こんにちは、ウェル・ラボラトリーズの金子迪大です。
 
第五回ではウェルビーイングが時間とともに変化すること、第六回では変化するウェルビーイングの捉え方、について説明しました。第五回では快楽順応と焦点バイアスの観点から変わりゆくウェルビーイングを高め維持することの難しさを説明しました。今回は、ウェルビーイングを高めるのが難しい他の要因として目先の快楽に流されやすく、将来に備えるのが苦手な人間の性質について説明します。その上で、将来のウェルビーイングを意識する癖をつけることの重要性をお伝えします。


はじめに

第六回の説明では、今を経験する自分のウェルビーイングを上げることの重要性をお伝えしました。このような「今ここ」に集中してウェルビーイングを高めることというとマインドフルネス(mindfulness)や味わうこと(savoring)が有名です。これらの技法は今目の前にある問題に対して認識を変えることで対処します。たとえば、善悪の判断を避けてそのものをありのままに見ることで、ネガティブな感情反応から自由になれます。また、目の前の出来事を大切に噛みしめることでポジティブ感情を増加させたりもできます。
 
このような技法については別のところで改めて説明したいと思いますが、私はしばしば以下のような疑問や批判を受けます。「マインドフルネスとか味わうことって、結局問題と向き合っていないんじゃないの?」。私は別にそうは思わないのですが、確かに言わんとするところも分かります。マインドフルネスや味わうことは目の前の問題に対して自分の認識を調整することで余力が生まれ、その結果問題解決にトライすることが出来るのです。一方、批判者の言いたいことは、どうやら問題にもっと焦点を当て、問題が事前に発生しないようにしたり、問題が発生してもすぐに対処できるように事前に環境を整え技能を磨いておくべきだということのようです。確かにそれもそうだなと思いますので、今回はこの話をしたいと思います。

#### 提供された記録
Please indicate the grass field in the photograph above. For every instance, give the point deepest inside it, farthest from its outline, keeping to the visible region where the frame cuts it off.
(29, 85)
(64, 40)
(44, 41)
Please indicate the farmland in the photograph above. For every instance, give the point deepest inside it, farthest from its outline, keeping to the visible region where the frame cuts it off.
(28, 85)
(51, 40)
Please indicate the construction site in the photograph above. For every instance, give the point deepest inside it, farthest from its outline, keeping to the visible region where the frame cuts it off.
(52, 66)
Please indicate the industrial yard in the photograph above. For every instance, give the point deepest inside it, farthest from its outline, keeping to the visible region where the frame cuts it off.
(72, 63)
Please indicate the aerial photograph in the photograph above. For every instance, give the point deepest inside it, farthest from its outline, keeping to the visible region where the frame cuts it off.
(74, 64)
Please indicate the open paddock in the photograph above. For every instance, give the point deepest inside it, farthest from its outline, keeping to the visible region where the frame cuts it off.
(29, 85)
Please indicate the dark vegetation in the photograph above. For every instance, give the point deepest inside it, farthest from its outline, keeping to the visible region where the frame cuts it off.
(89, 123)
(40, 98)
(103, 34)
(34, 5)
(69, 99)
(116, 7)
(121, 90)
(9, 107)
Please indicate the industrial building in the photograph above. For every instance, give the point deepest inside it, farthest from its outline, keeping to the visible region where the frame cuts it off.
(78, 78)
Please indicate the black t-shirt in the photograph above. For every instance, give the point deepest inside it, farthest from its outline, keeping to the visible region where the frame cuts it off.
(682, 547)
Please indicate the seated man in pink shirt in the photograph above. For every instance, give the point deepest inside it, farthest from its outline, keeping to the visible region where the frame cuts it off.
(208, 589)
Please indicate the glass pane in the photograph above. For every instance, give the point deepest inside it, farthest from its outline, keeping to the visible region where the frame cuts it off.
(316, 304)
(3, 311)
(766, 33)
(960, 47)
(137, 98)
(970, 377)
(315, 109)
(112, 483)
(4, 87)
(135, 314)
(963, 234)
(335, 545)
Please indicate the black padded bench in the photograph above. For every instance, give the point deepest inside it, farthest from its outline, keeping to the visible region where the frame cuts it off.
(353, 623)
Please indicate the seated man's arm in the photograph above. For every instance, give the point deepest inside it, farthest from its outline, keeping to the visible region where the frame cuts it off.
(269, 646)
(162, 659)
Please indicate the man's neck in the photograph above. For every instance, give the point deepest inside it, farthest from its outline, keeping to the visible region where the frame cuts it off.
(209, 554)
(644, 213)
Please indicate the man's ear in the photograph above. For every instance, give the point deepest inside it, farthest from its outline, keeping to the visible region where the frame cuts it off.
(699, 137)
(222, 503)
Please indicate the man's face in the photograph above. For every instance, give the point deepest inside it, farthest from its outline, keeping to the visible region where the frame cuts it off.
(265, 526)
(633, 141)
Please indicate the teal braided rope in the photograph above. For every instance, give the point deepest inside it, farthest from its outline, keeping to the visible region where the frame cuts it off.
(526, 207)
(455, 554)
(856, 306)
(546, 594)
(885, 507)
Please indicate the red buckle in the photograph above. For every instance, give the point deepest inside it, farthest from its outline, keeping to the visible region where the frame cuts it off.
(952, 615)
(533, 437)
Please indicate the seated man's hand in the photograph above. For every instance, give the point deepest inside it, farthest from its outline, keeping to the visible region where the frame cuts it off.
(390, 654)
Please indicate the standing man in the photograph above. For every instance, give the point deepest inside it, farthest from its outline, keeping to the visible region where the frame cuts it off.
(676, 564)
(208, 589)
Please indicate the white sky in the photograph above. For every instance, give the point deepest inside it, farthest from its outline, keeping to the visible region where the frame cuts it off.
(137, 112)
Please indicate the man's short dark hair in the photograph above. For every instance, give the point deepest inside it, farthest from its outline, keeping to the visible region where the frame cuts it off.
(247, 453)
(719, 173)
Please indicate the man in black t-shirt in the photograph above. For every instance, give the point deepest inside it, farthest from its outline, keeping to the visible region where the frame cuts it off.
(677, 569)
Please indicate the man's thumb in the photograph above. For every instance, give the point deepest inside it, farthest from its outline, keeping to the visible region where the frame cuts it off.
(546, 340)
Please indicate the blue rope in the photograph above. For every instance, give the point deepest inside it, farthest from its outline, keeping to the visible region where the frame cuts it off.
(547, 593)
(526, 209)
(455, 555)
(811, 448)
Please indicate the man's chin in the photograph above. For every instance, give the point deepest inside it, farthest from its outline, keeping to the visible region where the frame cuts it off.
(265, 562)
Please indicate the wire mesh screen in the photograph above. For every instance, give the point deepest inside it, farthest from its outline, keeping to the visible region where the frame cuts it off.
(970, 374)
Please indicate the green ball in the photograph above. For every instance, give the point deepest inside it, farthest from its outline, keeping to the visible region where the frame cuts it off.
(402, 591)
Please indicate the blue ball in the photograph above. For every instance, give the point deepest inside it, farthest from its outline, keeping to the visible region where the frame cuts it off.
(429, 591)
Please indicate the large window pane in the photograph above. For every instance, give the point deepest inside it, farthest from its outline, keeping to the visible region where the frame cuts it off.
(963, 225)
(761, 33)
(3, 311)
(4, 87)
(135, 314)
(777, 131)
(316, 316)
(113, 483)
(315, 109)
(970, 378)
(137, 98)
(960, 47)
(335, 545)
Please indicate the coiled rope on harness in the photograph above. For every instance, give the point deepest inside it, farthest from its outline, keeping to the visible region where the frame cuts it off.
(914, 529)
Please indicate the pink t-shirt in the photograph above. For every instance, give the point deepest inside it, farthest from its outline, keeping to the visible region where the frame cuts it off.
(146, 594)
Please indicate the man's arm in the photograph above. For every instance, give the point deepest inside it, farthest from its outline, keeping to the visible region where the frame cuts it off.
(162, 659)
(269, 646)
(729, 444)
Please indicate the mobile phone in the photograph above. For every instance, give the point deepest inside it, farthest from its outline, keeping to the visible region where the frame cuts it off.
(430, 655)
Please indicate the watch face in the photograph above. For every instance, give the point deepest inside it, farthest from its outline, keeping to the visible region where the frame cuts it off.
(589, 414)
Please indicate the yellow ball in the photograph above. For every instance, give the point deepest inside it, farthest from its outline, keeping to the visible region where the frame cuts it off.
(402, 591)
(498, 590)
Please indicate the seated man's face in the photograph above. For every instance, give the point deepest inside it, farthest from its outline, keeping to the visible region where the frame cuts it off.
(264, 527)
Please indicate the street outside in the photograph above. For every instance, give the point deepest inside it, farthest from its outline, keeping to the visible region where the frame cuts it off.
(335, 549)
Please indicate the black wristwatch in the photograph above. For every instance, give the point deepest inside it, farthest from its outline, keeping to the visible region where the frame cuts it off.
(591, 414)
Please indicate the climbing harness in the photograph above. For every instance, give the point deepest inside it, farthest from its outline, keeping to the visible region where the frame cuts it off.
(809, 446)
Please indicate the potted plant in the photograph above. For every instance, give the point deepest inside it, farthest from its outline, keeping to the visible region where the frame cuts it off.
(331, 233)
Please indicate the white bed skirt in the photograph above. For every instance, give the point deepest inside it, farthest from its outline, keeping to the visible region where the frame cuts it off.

#### 取り組む課題
#1 ウェルビーイングについての文章のうち、「第五回ではウェルビーイングが」から「はこの話をしたいと思います。」までを、両端も含めてそのまま書き写してください。
#2 ウェルビーイングについての文章を、最後の文のあとから書き継いでください。

#### 課題への回答
#1
第五回ではウェルビーイングが時間とともに変化すること、第六回では変化するウェルビーイングの捉え方、について説明しました。第五回では快楽順応と焦点バイアスの観点から変わりゆくウェルビーイングを高め維持することの難しさを説明しました。今回は、ウェルビーイングを高めるのが難しい他の要因として目先の快楽に流されやすく、将来に備えるのが苦手な人間の性質について説明します。その上で、将来のウェルビーイングを意識する癖をつけることの重要性をお伝えします。


はじめに

第六回の説明では、今を経験する自分のウェルビーイングを上げることの重要性をお伝えしました。このような「今ここ」に集中してウェルビーイングを高めることというとマインドフルネス(mindfulness)や味わうこと(savoring)が有名です。これらの技法は今目の前にある問題に対して認識を変えることで対処します。たとえば、善悪の判断を避けてそのものをありのままに見ることで、ネガティブな感情反応から自由になれます。また、目の前の出来事を大切に噛みしめることでポジティブ感情を増加させたりもできます。
 
このような技法については別のところで改めて説明したいと思いますが、私はしばしば以下のような疑問や批判を受けます。「マインドフルネスとか味わうことって、結局問題と向き合っていないんじゃないの?」。私は別にそうは思わないのですが、確かに言わんとするところも分かります。マインドフルネスや味わうことは目の前の問題に対して自分の認識を調整することで余力が生まれ、その結果問題解決にトライすることが出来るのです。一方、批判者の言いたいことは、どうやら問題にもっと焦点を当て、問題が事前に発生しないようにしたり、問題が発生してもすぐに対処できるように事前に環境を整え技能を磨いておくべきだということのようです。確かにそれもそうだなと思いますので、今回はこの話をしたいと思います。

#2
ウェルビーイング観の変化と充足度の向上

長期的にウェルビーイングを高い状態にし続けるためにはどうすれば良いかと言えば、その時々のウェルビーイング観に合致するものを充足させれば良い訳です。しかし、ある時ウェルビーイング観が変わり必要な物が変化したからと言って、いきなり用意はできません。たとえば、満腹の時には冷蔵庫に何もなくても問題ないでしょう。しかしお腹が空いてから冷蔵庫に何もないとピンチです。外食するかお総菜を買うか、あるいは材料を買って作らなくてはなりません。もしお店が10km離れていて、しかも移動手段として車も自転車も無いとしたら空腹の中10km歩かなくてはなりません。大変つらいです。
 
あるいは、寂しくなった時に誰かに会いたい、癒されたいと思っても、日常的に家族関係、友人関係を大切にしなければケアしてくれる人がいないということもあります。エアコンが故障していて夏を迎えるとき、暑くなる前に業者さんに修理をお願いすればよいのに、業者の方々が忙しくなってから作業を依頼し熱い中2週間冷房無しで生活するということもあります。
 
ウェルビーイングを充足するというのは気合で何とかなることではありません。常日頃から環境を適切に整備し、利用可能な資源を確保しておくことが必要になります。準備が必要なのです。

ウェルビーイングの経験と将来に向けた行動

我々は常に「今ここ」を生きています。そして人は同じ時に複数のことをしています。人間の脳はいくつもの機能を同時に働かせているため、人はいつでも、今を生きるとともに将来への準備もしています。人間の持つ評価システムは今ここのウェルビーイングを評価し、行動システムや計画システムは将来への準備をしているのです。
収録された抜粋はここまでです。